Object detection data
# # # # #
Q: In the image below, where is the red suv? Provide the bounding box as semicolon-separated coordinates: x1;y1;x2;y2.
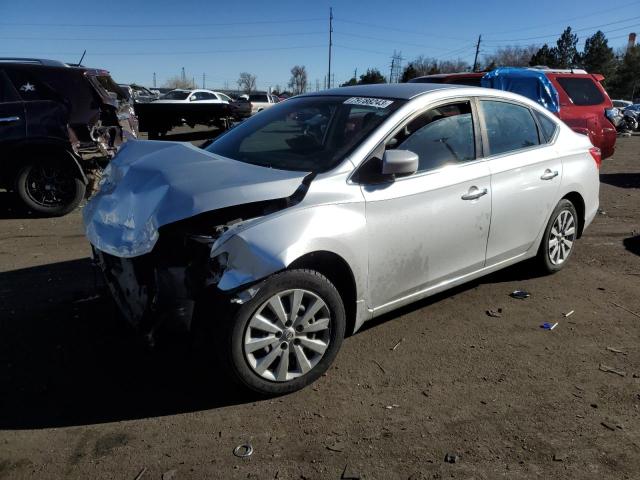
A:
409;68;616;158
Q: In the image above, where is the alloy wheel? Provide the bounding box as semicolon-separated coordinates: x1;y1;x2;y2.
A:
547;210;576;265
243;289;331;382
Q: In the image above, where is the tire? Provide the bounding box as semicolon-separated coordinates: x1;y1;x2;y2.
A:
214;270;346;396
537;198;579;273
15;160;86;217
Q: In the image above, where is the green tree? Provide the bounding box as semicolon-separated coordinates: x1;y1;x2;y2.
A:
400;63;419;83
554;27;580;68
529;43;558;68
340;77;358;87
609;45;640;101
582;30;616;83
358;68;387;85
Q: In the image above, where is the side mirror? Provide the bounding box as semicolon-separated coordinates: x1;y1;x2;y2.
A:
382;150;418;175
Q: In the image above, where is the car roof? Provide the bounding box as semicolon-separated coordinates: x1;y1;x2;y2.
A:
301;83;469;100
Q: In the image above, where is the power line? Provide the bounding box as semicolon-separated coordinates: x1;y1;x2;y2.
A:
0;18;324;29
# # # # #
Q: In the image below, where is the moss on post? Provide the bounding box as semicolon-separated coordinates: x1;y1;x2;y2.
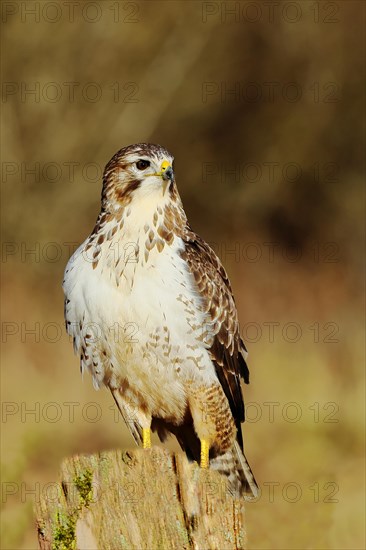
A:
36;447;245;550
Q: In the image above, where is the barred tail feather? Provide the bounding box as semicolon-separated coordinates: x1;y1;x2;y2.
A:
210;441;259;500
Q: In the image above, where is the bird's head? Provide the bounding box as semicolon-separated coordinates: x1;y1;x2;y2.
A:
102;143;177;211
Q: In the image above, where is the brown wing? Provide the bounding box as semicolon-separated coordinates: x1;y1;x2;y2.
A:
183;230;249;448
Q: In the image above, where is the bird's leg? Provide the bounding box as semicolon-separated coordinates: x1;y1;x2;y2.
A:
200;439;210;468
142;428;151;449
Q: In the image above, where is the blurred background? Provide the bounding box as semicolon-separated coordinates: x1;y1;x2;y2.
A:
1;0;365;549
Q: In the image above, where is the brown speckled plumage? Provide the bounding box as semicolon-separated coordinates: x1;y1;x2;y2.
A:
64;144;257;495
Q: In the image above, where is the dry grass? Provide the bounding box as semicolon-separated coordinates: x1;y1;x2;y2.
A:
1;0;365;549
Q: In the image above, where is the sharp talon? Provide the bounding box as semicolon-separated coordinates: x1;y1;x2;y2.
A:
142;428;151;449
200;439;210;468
# # # # #
WHAT YOU HAVE TO DO: Copy out, word for word, every row between the line containing "Q: In the image below, where is the red" and the line containing "15;160;86;217", with both of those lines included. Omit the pictures.

ANSWER FOR THIS EXERCISE:
Q: In the image below, where is the red suv? Provide the bounding box as semicolon-separated coordinates: x1;y1;x2;y2.
A:
409;68;616;158
Q: In the image above, where is the alloy wheel? Provide the bounding box as semicolon-separated coordinates: x1;y1;x2;y2.
A:
547;210;576;265
243;289;331;382
Q: In the image above, where is the tire? Provide the bounding box as semicolon-separated coordinates: x1;y1;x2;y2.
A:
214;270;346;396
537;198;579;273
15;160;86;217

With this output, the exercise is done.